◆ **TEXT PASSAGE**
◇ ◇ ◇ ◇

By Kate Hearne, VP for Corporate Services.
Like many of you, our team is feeling the pace of business activity approach pre-pandemic levels. At moss+ross, this means we are seeing multiple Request for Proposals (RFPs) each week. Campaigns that were being considered in early 2020 are being revived; strategic plans and development plans need adjustments to incorporate new ways of delivering programs and engaging with donors; and clients are assessing staffing needs for an increased level of activity.
As we determine our capacity for responding to campaigns, searches, assessments, or other consulting projects, the quality of the RFP helps guide those decisions. The best RFPs have three things in common:
- A deadline date. RFPs with defined deadlines for submission and selection will help your organization get to your real goal – starting the project! We have seen RFPs with no deadlines and those with too short of a response window (please allow at least 10 days). A reasonable RFP deadline date will inform your Board and staff that this project is really happening (and not just a 4th quarter project to be undertaken if time allows — and it never does!). You want to convey a sense of urgency that you’re ready to get started and give your potential consultant enough time to respond thoughtfully.

◇ ◇ ◇ ◇

◆ **WHAT TO WORK ON**
[A] Reproduce the part of the passage on RFPs that begins at the words "By Kate Hearne, VP" and stops after the words "level of activity.".
[B] Say whether each statement agrees with the passage on RFPs, answering yes or no and quoting the words of the passage that decide it: (i) moss+ross is seeing multiple RFPs each week; (ii) the passage asks for a response window of at least 14 days; (iii) the best RFPs have four things in common.

◇ ◇ ◇ ◇

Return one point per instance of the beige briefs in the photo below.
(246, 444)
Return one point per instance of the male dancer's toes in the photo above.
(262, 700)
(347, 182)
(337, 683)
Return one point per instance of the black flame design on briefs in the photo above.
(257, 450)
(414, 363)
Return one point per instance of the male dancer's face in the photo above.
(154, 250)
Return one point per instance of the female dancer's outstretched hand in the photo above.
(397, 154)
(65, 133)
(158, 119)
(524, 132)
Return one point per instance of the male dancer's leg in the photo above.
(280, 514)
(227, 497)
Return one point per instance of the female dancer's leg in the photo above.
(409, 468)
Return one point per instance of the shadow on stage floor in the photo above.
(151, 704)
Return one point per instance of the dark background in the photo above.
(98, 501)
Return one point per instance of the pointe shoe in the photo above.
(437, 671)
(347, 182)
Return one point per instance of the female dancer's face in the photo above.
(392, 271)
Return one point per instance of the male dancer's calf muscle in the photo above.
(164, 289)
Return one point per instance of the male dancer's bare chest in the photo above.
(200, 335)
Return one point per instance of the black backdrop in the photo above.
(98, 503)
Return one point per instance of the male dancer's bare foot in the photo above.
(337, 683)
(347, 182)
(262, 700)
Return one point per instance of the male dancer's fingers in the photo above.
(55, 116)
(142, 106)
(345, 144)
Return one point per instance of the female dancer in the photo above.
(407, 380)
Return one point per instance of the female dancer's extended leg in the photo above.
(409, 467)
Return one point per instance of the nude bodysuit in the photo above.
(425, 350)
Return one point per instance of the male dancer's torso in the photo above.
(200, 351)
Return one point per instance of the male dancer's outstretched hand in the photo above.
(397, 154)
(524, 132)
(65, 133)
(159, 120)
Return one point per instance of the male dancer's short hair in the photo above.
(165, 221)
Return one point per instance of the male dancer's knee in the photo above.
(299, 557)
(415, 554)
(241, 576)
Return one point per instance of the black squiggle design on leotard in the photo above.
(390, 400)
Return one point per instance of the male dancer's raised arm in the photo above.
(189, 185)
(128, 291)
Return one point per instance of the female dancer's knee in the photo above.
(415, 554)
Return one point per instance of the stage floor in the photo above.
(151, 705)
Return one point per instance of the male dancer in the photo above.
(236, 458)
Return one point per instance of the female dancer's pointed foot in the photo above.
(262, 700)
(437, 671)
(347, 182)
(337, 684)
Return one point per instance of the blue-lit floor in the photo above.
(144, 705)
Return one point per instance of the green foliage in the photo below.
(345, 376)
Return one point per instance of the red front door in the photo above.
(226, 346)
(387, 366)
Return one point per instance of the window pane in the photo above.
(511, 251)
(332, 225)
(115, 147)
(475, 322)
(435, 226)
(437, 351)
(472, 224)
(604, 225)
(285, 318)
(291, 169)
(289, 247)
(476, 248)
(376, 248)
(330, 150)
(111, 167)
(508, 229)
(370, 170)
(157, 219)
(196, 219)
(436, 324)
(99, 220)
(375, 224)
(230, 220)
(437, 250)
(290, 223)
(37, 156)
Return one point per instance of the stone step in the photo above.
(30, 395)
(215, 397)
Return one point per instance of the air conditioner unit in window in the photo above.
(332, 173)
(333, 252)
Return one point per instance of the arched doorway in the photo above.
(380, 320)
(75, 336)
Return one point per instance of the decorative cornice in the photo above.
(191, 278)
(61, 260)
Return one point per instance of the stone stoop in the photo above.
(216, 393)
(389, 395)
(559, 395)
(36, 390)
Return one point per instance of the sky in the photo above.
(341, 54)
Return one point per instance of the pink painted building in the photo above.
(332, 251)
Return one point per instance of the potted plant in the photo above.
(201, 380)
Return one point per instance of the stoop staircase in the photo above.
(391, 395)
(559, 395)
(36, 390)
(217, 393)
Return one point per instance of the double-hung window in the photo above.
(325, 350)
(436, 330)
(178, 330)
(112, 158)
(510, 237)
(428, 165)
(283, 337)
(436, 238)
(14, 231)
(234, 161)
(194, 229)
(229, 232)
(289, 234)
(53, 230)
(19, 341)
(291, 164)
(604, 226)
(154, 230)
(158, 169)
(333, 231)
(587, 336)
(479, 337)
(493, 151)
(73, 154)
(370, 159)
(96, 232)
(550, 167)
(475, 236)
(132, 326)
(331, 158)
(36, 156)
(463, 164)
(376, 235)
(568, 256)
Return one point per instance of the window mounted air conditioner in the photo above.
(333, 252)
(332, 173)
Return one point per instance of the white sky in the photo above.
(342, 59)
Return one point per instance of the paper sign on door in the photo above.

◇ ◇ ◇ ◇

◆ **YOUR WRITTEN ANSWERS**
[A]
By Kate Hearne, VP for Corporate Services.
Like many of you, our team is feeling the pace of business activity approach pre-pandemic levels. At moss+ross, this means we are seeing multiple Request for Proposals (RFPs) each week. Campaigns that were being considered in early 2020 are being revived; strategic plans and development plans need adjustments to incorporate new ways of delivering programs and engaging with donors; and clients are assessing staffing needs for an increased level of activity.

[B]
(i) Yes: "At moss+ross, this means we are seeing multiple Request for Proposals (RFPs) each week."
(ii) No: "please allow at least 10 days"
(iii) No: "The best RFPs have three things in common"